__What you will do__. Repeat every line of the data verbatim.

Natural-language object grounding data

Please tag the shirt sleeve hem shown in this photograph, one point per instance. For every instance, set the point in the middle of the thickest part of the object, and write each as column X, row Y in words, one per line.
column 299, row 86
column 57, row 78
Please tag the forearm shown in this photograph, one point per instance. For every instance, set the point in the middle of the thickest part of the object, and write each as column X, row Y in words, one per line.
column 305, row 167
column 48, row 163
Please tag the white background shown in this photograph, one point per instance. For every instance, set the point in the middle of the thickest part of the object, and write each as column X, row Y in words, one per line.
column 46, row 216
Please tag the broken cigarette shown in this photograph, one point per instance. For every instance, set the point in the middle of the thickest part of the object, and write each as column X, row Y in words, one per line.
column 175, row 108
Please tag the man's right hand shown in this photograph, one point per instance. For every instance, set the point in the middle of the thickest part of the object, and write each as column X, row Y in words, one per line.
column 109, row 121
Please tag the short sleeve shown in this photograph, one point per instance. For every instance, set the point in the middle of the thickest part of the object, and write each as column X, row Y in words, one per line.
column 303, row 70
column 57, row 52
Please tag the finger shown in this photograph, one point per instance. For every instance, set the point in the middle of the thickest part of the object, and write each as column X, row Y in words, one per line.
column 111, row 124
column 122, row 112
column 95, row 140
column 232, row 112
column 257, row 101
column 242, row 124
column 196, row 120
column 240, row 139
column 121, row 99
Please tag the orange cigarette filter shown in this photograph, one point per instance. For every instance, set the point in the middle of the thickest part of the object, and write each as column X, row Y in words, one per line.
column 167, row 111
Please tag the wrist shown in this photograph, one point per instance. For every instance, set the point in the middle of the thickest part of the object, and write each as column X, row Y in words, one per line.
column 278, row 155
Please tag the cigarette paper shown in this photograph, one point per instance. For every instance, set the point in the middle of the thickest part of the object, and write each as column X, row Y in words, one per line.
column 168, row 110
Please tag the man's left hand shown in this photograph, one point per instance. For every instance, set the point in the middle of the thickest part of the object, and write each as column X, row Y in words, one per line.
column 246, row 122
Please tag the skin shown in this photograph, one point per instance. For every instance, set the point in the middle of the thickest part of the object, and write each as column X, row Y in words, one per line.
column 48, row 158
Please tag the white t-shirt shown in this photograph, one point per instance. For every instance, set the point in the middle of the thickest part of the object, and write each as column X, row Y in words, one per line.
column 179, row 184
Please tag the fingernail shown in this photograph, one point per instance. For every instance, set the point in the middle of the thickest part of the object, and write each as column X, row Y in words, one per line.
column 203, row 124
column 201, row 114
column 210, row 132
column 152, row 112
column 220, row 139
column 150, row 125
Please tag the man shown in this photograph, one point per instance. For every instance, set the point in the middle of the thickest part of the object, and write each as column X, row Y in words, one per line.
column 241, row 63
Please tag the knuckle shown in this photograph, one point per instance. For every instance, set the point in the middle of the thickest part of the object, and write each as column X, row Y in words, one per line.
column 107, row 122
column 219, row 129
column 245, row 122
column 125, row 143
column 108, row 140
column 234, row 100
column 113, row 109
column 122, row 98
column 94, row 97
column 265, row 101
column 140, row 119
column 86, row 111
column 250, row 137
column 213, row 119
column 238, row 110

__Result__.
Please tag the shirt sleeve hem shown in this photograph, one point per instance. For every instance, set the point in the middle of the thickest part of the object, and write each as column X, row Y in words, one per line.
column 299, row 86
column 57, row 78
Please tag the forearm shown in this photograph, one point per instance. For every instance, set the point in the middle of the thickest part of the object, and write each as column X, row Y in words, one per line.
column 305, row 167
column 48, row 163
Please tag the white background shown in this photograph, one point per instance. For every instance, set the point in the middle of the thickest part of the object, and write each as column X, row Y in words, one per line.
column 46, row 216
Please tag the broken cigarette shown in this photograph, one point per instance. For every instance, set the point in the middle of the thickest part of the object, and write each as column X, row Y in words, one per line.
column 175, row 108
Please tag the man's right hand shown in this photograph, one point per instance. For every instance, set the point in the middle of the thickest part of the object, and write each as column X, row Y in words, one per line.
column 109, row 121
Please tag the short sleeve shown in this photograph, one point per instance. For every instance, set the point in the middle of the thickest part of the object, and write each as column X, row Y in words, one per line.
column 303, row 70
column 57, row 52
Please tag the finger shown in this photograph, one point per instance. For every instance, set the point in the middle of the thickest part of the object, and write each as column X, row Y in words, one per line.
column 111, row 124
column 122, row 112
column 95, row 140
column 232, row 112
column 257, row 101
column 242, row 124
column 196, row 120
column 240, row 139
column 121, row 99
Please tag the orange cigarette filter shown in this photograph, one point per instance. For every instance, set the point in the middle of the thickest part of the object, and write each as column X, row Y in words, one per line.
column 167, row 111
Please tag the wrist shown in this photograph, one point per instance. For every instance, set the point in the middle of the thickest part of the object, and write each as column X, row Y in words, one per line.
column 278, row 155
Please tag the cigarette paper shown in this photograph, one point per instance. For every instance, set the point in the middle of the thickest part of the object, and write each as column X, row Y in words, one per line.
column 168, row 110
Please tag the man's left hand shown in this photograph, one point per instance. For every instance, set the point in the middle of the thickest part of the object, and write each as column X, row Y in words, one per line.
column 246, row 122
Please tag the skin shown in this photograph, one point per instance. For every instance, set the point in the middle of the thickest part of the object, and write each as column X, row Y in words, one per line.
column 48, row 158
Please tag the white t-shirt shown in this photograph, one point per instance. For every instance, set the point in the middle of the thickest part of the object, and write each as column X, row Y in words, one per line.
column 179, row 184
Please tag the fingernail shown in this photograph, one point per instance. For every instance, set the point in the middle of the thickest part of the object, and write each as column X, row Y in words, one per line.
column 203, row 124
column 201, row 114
column 210, row 132
column 152, row 112
column 220, row 139
column 150, row 125
Please tag the man shown in this photograph, one point per instance. For every instance, set the point in the middle of the thickest part of the object, and write each as column X, row Y in words, one per line.
column 241, row 63
Please tag the knuckle shown in this photograph, one point per instance. For every instance, set the point in the middle of the thickest part of the object, and write each as column X, row Y in words, one per line.
column 107, row 122
column 219, row 129
column 245, row 122
column 125, row 143
column 108, row 140
column 234, row 100
column 113, row 109
column 122, row 98
column 94, row 97
column 265, row 101
column 140, row 119
column 86, row 111
column 250, row 137
column 213, row 119
column 238, row 110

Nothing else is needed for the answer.